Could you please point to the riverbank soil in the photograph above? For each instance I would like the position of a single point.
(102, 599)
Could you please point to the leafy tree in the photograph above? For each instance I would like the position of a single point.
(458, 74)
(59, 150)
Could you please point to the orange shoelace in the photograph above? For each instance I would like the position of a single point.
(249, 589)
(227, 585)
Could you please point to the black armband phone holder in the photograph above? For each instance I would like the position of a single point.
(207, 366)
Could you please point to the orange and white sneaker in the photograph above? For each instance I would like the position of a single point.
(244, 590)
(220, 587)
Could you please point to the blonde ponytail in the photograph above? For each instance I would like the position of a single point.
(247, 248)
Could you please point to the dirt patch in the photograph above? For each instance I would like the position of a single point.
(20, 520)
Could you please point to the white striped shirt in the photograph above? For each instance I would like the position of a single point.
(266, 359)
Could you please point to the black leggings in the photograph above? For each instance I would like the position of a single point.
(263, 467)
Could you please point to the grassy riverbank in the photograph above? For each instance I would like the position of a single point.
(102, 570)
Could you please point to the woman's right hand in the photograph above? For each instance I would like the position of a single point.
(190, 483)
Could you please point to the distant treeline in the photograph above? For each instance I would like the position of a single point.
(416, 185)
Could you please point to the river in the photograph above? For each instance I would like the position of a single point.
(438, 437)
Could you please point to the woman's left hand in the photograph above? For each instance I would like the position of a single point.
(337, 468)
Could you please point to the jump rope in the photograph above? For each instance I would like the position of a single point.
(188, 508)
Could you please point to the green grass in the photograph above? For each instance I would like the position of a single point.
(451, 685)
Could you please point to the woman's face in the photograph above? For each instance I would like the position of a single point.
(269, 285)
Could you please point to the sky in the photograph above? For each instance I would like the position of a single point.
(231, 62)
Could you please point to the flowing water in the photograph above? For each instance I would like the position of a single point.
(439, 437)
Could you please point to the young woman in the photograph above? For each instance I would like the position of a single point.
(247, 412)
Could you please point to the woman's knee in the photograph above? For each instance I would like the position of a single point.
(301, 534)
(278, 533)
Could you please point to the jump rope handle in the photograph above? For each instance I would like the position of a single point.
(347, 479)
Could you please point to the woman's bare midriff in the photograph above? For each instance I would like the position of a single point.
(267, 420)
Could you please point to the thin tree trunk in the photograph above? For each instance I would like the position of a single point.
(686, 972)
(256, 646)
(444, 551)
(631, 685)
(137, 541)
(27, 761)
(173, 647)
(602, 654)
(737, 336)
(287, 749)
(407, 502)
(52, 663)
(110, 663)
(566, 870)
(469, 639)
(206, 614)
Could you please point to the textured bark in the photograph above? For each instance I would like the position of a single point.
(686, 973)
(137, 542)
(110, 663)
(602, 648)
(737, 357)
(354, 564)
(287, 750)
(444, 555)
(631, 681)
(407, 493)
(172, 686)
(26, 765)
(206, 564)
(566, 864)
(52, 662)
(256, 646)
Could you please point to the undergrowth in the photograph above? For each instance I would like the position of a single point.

- - -

Quote every entry above verbatim, in its original order.

#### THE ANSWER:
Could you please point to the riverbank soil in the photograph above? For each instance I would like the position of a single point.
(102, 599)
Could you please point to the leafy tree in the photograph above? For each instance I would like the position of a single point.
(458, 74)
(59, 150)
Could you please point to the orange shoelace in the photograph above? For each instance I would like the position of a single point.
(249, 589)
(227, 585)
Could you please point to the black armband phone holder in the photograph above? For each instance I would like the position of a single point.
(207, 366)
Could you please point to the orange and white sneaker in the photograph above? For each instance I would like the position of a single point.
(244, 590)
(220, 587)
Could you please point to the blonde ponytail in the photograph above? For each instance I would like the position of a single point.
(247, 248)
Could you please point to the dirt patch in the photograph above? For each instance I would like the position of a single point.
(20, 520)
Could you please point to the white striped shirt in the photograph above? For each instance I would like the position of a single point.
(266, 359)
Could you please point to the black leggings in the photograph above? For each instance I would like the position of a single point.
(263, 467)
Could you please point to the grassy riverbank in the photograph above? For each instance I would like the position of a single point.
(102, 570)
Could you please point to the woman's right hand in the photograph above? For each instance I would like the position of a single point.
(190, 483)
Could you please point to the distant treeline in the photograph above? For each instance I would like the position of a single point.
(416, 185)
Could you please point to the river in the photograph above? For each instance I would like the position of a single point.
(438, 437)
Could you please point to the woman's left hand in the photograph above? For each instance I would like the position of a single point.
(337, 468)
Could you please point to the jump rope in the photograph above? For each instance I would like the position of a single point.
(188, 508)
Could you please point to the green grass in the photograph above? For each instance I would like the position of a single point.
(451, 685)
Could you please point to the woman's face in the photograph above? For each instance I would like the position of a single point.
(269, 285)
Could you please point to the sky in the photograph above? For each instance I would like the position of a single point.
(231, 62)
Could you please point to the flowing water in the photograph above? For each instance I would like the position of a single point.
(439, 437)
Could you please point to the young woman in the photograph above? For each instance I would like the position of a single point.
(247, 412)
Could you please point to the woman's knee in the photograph above? For each instance I would like the position of a single point.
(301, 534)
(278, 533)
Could you please point to the jump rope handle in the photograph above? For each instance I would like the position of a single point.
(347, 479)
Could you please point to the woman's bare midriff in the photograph above? For each instance I would like the position of a single point.
(267, 420)
Could you please point to the thin tree trunk in the photograph above? For each instance I would like the position of a single point.
(686, 972)
(256, 646)
(444, 551)
(631, 685)
(137, 541)
(27, 761)
(173, 647)
(602, 654)
(737, 336)
(287, 749)
(407, 502)
(52, 663)
(110, 663)
(566, 870)
(469, 639)
(206, 614)
Could you please point to the textured bark in the photograph above? For each instance I would like the position of a single point.
(686, 973)
(137, 542)
(110, 663)
(602, 648)
(737, 357)
(354, 564)
(287, 750)
(444, 555)
(631, 681)
(407, 493)
(172, 686)
(26, 765)
(206, 564)
(566, 864)
(52, 662)
(256, 646)
Could you please point to the undergrowth in the photograph above? For each instance I would like the position of a single point.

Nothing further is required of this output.